EXERCISE REQUIREMENTS
Your response should be every line from the entries that includes the string "road".

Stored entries
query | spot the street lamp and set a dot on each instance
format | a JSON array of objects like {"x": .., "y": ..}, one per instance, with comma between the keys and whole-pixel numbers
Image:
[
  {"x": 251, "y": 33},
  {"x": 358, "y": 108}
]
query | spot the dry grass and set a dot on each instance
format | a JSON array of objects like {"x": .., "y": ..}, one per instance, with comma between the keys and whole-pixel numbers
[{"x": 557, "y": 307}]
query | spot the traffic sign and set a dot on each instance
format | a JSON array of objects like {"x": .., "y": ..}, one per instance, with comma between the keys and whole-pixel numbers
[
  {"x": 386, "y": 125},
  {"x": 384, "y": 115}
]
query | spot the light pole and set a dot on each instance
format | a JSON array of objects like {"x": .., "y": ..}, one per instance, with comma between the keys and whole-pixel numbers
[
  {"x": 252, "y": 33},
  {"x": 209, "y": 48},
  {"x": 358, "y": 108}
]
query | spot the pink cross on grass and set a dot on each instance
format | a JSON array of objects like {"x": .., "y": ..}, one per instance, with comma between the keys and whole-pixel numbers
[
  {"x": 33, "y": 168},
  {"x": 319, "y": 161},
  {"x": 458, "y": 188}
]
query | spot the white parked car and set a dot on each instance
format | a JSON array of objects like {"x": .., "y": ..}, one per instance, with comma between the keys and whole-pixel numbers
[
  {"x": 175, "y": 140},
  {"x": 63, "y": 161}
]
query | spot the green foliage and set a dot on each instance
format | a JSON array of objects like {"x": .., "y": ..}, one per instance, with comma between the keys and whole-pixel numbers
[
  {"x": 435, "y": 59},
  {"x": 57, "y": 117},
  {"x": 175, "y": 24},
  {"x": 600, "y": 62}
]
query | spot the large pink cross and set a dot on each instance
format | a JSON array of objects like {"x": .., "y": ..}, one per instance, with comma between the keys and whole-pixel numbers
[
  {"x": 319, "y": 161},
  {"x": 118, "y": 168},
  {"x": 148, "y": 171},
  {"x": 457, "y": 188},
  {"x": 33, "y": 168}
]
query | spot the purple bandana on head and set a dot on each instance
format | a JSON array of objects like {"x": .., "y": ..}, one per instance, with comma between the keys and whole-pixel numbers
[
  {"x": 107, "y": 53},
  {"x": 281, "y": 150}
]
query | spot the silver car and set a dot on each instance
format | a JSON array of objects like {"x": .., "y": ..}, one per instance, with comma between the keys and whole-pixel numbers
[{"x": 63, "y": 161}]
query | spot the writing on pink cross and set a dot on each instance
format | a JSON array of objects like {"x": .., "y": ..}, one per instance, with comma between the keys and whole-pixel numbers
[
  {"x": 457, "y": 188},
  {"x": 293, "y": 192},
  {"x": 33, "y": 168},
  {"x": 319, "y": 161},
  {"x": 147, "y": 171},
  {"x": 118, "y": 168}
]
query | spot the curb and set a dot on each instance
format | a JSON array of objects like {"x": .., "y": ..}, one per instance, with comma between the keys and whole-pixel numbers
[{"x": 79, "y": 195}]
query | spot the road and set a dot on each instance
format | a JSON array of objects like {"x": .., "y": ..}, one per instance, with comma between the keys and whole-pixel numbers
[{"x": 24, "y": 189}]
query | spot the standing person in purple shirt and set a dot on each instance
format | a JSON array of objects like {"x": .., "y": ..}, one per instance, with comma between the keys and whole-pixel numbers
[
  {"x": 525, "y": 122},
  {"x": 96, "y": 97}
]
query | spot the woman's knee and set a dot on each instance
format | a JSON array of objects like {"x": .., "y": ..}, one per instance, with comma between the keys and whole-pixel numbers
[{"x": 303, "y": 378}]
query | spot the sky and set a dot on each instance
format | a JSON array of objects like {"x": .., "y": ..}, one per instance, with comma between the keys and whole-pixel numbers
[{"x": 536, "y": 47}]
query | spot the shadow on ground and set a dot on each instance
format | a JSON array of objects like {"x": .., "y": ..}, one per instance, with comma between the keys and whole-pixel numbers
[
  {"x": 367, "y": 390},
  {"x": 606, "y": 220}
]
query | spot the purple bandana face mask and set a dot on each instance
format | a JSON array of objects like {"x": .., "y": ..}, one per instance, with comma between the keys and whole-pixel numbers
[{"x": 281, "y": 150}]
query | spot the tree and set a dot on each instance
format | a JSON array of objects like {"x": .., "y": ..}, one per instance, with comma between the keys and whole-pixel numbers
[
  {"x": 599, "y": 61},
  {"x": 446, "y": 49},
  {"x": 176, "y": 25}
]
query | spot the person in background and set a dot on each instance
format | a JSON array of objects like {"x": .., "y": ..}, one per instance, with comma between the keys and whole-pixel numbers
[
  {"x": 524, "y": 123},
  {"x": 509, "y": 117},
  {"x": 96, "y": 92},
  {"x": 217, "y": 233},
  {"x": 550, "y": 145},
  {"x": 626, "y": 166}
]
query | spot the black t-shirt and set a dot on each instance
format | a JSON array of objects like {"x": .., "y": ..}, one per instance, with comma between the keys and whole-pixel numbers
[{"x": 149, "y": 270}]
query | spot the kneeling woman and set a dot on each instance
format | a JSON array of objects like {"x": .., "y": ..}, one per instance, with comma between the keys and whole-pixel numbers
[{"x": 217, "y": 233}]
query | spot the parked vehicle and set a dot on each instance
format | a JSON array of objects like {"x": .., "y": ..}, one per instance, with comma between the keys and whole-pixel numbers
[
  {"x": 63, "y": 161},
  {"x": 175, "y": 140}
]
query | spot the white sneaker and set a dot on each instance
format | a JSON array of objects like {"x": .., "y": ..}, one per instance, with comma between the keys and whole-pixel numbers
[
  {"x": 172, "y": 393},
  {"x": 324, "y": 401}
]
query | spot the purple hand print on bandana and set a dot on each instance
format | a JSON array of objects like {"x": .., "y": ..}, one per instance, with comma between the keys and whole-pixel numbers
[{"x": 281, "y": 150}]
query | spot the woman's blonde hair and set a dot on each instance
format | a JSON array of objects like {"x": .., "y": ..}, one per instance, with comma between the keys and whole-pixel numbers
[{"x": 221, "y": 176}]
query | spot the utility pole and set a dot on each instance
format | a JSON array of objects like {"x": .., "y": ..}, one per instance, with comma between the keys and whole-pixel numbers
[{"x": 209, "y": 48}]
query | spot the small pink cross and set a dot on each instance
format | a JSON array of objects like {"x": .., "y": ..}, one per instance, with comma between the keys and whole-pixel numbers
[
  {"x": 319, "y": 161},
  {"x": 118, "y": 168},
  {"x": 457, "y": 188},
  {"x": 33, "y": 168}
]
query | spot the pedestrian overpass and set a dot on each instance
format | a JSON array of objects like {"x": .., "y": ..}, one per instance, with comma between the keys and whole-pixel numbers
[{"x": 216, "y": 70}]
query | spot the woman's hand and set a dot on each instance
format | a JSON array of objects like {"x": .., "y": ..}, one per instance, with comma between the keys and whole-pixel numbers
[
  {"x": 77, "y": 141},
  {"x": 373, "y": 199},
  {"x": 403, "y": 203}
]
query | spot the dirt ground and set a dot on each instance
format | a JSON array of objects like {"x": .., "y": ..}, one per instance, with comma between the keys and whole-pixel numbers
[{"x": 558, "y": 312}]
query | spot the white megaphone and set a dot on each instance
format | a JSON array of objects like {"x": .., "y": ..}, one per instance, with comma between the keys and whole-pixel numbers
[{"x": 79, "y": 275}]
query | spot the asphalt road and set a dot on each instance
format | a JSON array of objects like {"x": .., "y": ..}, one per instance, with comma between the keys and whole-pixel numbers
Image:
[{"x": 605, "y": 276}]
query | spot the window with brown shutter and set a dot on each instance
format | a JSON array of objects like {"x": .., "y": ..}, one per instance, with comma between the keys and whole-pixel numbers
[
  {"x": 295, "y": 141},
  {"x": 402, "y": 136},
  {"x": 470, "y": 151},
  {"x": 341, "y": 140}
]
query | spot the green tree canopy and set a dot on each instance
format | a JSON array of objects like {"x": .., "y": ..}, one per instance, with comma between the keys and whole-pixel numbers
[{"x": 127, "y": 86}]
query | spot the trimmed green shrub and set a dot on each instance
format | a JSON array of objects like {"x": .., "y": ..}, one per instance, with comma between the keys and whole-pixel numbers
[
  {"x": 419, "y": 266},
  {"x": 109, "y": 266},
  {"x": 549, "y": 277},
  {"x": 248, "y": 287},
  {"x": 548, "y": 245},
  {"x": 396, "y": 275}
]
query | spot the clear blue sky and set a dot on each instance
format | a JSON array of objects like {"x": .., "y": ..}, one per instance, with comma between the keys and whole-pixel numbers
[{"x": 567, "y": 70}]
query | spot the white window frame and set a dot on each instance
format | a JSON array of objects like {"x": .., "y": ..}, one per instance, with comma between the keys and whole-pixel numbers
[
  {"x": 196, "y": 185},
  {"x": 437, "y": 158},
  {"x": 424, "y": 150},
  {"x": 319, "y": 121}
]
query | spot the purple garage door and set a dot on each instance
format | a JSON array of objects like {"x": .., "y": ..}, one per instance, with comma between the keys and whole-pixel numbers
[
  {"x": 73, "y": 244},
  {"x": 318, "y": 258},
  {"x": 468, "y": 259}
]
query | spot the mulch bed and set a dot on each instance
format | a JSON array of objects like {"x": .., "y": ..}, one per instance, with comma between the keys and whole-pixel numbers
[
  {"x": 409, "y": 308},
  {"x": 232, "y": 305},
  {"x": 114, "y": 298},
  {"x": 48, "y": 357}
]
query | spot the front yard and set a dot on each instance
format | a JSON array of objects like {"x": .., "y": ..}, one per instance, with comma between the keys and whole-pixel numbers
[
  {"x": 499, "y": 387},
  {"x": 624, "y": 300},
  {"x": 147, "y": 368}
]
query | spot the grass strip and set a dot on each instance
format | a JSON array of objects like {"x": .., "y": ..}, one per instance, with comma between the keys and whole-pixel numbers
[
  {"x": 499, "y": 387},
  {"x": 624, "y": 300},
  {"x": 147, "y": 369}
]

OUTPUT
query | spot the road and set a dot on each instance
query | spot the asphalt road and set a dot on each instance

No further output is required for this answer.